• _Working data_:
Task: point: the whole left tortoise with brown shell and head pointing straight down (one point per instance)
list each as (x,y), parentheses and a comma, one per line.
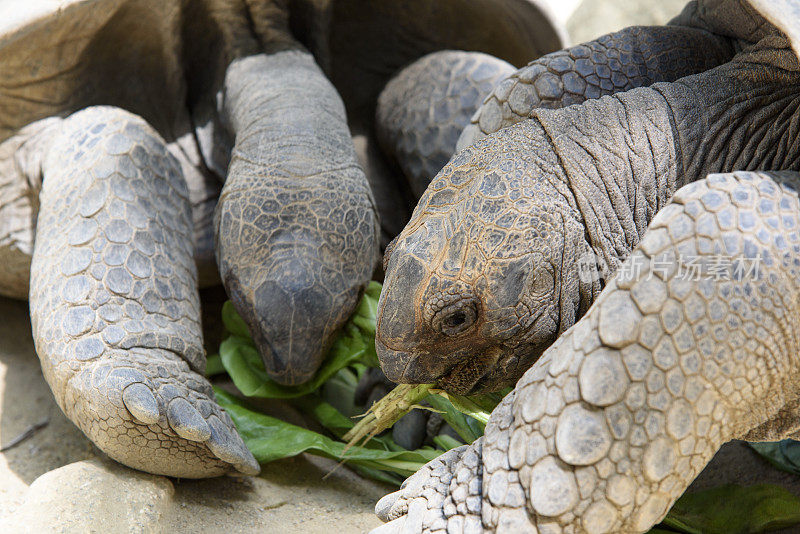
(119,122)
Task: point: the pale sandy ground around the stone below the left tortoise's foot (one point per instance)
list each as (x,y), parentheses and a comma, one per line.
(290,496)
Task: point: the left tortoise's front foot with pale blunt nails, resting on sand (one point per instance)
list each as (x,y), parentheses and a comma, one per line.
(147,409)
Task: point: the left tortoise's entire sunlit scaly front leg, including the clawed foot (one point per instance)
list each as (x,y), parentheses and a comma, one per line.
(114,302)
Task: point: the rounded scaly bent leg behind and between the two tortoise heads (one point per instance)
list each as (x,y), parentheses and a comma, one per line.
(422,111)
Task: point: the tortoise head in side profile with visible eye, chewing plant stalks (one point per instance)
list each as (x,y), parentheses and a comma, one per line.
(485,275)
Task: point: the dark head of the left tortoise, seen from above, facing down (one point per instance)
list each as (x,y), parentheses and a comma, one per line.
(295,263)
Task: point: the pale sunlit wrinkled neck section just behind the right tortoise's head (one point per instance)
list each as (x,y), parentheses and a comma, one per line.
(619,160)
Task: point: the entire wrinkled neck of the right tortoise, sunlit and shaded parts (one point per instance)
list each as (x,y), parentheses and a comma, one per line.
(624,156)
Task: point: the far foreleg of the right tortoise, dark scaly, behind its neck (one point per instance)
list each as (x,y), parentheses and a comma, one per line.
(634,57)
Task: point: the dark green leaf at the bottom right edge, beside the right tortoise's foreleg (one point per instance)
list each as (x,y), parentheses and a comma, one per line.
(733,509)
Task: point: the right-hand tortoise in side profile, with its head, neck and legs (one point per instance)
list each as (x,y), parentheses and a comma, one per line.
(614,420)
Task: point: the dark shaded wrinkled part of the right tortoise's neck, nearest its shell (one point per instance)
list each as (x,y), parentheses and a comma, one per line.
(739,116)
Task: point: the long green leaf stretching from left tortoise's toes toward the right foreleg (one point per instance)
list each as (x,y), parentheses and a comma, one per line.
(270,439)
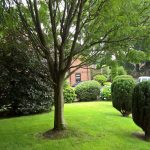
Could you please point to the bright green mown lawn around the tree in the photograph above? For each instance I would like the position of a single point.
(91, 126)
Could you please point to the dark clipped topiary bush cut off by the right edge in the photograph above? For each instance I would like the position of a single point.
(141, 107)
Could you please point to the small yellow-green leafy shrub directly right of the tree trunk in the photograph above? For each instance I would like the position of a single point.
(69, 94)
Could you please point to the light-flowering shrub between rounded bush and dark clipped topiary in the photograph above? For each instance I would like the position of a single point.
(106, 93)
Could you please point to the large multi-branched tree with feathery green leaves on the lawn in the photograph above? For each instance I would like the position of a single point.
(65, 30)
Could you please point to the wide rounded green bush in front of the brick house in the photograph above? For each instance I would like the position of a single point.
(88, 90)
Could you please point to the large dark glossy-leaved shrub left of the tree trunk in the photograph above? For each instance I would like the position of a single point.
(25, 87)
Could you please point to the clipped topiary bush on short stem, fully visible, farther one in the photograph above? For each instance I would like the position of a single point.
(121, 91)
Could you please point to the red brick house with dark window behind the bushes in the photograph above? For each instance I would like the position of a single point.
(81, 74)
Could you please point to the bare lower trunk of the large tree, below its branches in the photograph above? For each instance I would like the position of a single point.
(59, 123)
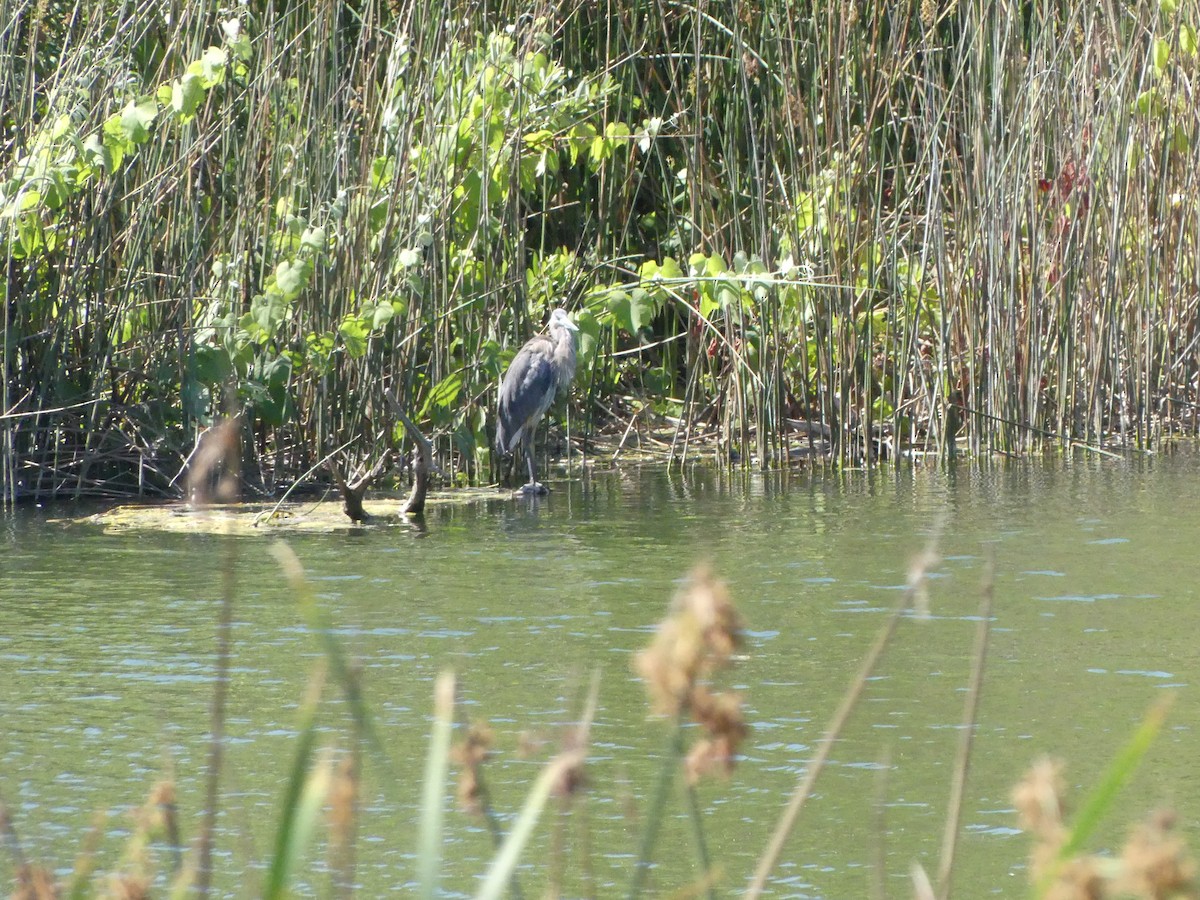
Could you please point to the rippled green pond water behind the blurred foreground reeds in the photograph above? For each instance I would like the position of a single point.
(107, 649)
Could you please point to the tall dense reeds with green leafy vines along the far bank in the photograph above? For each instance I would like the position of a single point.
(842, 230)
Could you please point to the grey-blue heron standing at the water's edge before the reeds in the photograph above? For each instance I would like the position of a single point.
(542, 369)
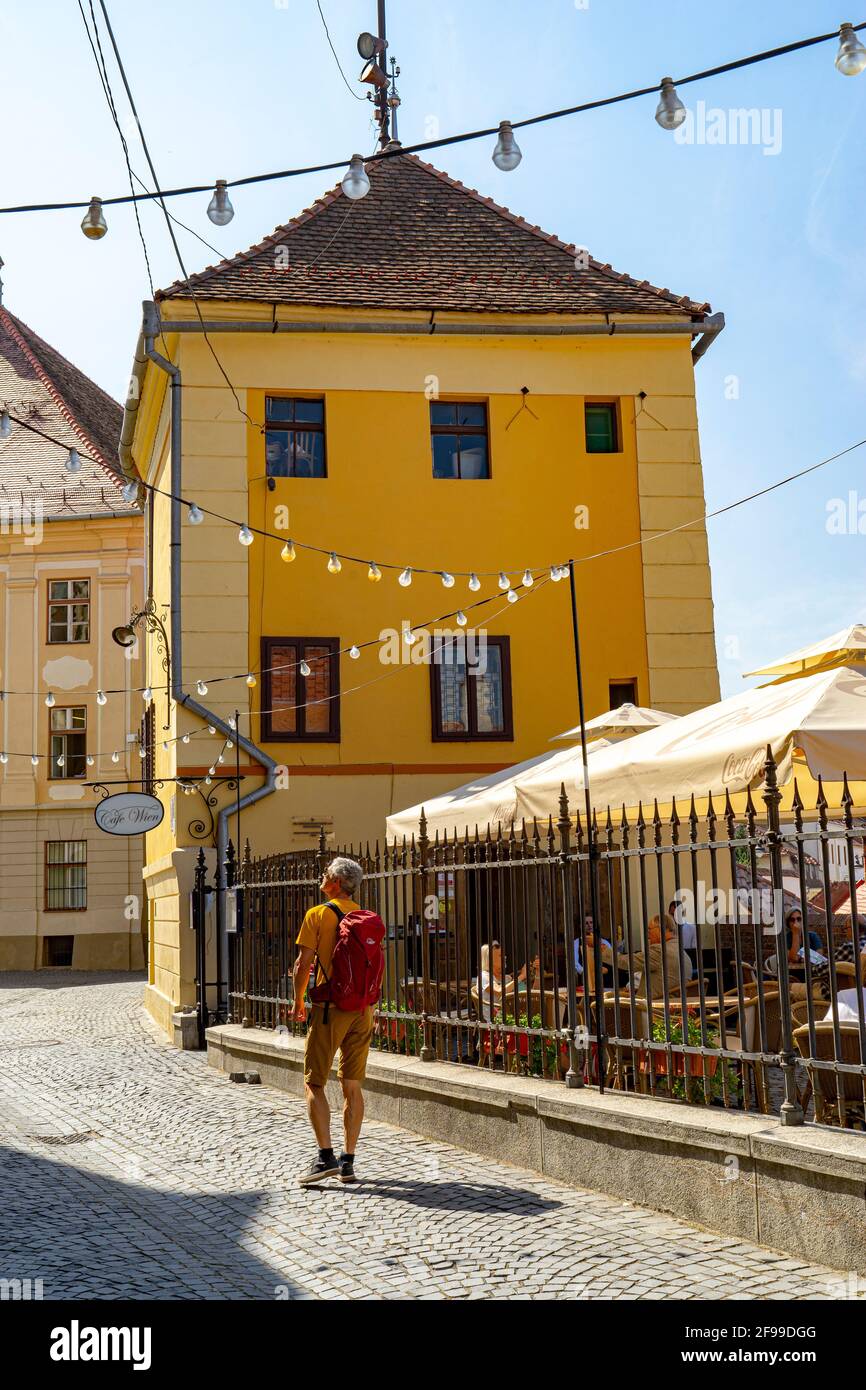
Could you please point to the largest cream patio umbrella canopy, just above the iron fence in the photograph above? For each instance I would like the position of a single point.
(812, 726)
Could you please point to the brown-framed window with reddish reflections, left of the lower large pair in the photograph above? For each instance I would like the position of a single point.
(300, 708)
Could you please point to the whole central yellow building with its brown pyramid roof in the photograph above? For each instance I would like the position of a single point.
(418, 380)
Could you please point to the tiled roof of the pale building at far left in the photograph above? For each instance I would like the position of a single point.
(44, 389)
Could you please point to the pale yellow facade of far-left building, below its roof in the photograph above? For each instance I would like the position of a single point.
(34, 808)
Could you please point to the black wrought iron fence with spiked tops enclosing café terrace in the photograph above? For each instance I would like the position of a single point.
(648, 954)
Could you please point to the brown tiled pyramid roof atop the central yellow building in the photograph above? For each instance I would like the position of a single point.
(422, 241)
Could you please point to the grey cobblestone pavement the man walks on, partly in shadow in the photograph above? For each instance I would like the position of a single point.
(134, 1171)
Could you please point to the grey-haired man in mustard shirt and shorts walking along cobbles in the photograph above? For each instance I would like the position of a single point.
(333, 1029)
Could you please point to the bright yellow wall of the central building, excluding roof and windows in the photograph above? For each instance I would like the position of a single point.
(644, 615)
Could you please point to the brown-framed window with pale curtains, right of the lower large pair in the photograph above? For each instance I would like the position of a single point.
(472, 690)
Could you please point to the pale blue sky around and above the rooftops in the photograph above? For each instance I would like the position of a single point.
(229, 88)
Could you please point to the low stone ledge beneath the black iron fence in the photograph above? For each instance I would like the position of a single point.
(800, 1191)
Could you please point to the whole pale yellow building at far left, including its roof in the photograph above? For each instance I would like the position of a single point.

• _Work instruction_:
What lines in the entries above include the string "profile"? Return each one.

• _Answer to the exercise_:
Task: point: the tortoise head in side profile with visible eye, chewing plant stalks (one point per instance)
Task: point: the right-hand tortoise in side profile, with its head, neck and legs (one point per instance)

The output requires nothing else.